**Extrait retenu**
L’AS Menora est né est 1963 à Strasbourg. Dans cette ville, sont arrivées de nombreuses familles venant du Maroc et d’Algérie à la fin du protectorat français au Maroc et de la Guerre d’Algérie, accueillies par la communauté juive de Strasbourg avec un grand élan de solidarité puisqu’elle s’était chargée de trouver du travail et un logement à ces familles.
Il y a deux grands précurseurs dans la création du club : monsieur Jean Kahn, qui a eu une trajectoire politique nationale, et un philosophe : André Neher, qui avait eu la lumineuse idée de dire qu’il était bien de recueillir ces familles mais qu’il ne fallait pas pour autant laisser les enfants traîner dehors et qu’il fallait les occuper, en partie par le sport. C’est ainsi que l’AS Menora a été créé, pour accueillir tous ces enfants des familles nombreuses arrivées du Maroc et d’Algérie. Aussi, comme l’ambiance à l’intérieur du club dupliquait l’ambiance qui régnait dans ces pays, très rapidement, des gens de confession non-juive sont venus dans ce club et l’ont animé de la même façon. Ce fut dès le départ un lieu de rendez-vous de la population strasbourgeoise juive d’origine Pied-Noir ainsi que les autres Pieds-Noirs ou non.
Sur le plan du football, à quel échelon évolue le club aujourd’hui ?
Au niveau du football nous avons trois équipes seniors en ligue d’Alsace : une en promotion, une en troisième division, une en promotion d’honneur et toutes les équipes de jeunes en moins de 18 ans. Nous sommes aussi un club omnisports puisqu’il y a du basket avec une équipe senior masculin et une autre féminine en plus des catégories jeunes.
Aujourd’hui, avez-vous une politique globale pour l’AS Menora ?

**Entrées extraites**
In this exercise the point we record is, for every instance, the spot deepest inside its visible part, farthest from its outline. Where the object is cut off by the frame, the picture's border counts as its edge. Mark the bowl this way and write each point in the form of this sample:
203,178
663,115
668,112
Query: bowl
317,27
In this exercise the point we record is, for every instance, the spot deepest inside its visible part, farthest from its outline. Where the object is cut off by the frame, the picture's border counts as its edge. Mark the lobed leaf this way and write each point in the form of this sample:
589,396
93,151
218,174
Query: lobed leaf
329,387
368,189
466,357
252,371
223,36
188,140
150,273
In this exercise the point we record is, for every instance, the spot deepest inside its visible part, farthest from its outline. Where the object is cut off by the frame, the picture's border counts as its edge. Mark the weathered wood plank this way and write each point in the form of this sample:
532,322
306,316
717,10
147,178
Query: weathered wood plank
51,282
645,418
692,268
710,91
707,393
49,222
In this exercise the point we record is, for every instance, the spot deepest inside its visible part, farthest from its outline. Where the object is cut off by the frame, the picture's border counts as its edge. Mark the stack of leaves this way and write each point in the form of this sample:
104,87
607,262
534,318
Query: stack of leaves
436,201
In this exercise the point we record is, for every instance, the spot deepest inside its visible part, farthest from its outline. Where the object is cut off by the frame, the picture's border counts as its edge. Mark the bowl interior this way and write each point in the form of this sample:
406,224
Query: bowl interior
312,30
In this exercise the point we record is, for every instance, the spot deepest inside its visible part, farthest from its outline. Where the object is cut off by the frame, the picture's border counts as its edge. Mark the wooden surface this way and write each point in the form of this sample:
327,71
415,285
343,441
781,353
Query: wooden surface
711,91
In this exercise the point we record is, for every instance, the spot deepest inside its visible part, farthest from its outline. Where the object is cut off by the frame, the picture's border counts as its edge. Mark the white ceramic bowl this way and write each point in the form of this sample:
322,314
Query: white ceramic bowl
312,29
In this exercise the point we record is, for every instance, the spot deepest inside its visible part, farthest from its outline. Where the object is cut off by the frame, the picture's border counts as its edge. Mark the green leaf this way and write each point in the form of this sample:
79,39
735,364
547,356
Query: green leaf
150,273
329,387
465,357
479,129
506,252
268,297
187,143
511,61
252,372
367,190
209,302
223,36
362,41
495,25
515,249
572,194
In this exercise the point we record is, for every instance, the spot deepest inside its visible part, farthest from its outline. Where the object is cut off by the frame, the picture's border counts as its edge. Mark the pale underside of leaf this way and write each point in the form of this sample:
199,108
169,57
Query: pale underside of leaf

**Objectif**
Reprenez l'extrait sur l'AS Menora en commençant aux mots "Au niveau du" et en vous arrêtant après "l’AS Menora ?". Mettez-le à jour en remplaçant "basket" par "handball".

**Résultat attendu**
Au niveau du football nous avons trois équipes seniors en ligue d’Alsace : une en promotion, une en troisième division, une en promotion d’honneur et toutes les équipes de jeunes en moins de 18 ans. Nous sommes aussi un club omnisports puisqu’il y a du handball avec une équipe senior masculin et une autre féminine en plus des catégories jeunes.
Aujourd’hui, avez-vous une politique globale pour l’AS Menora ?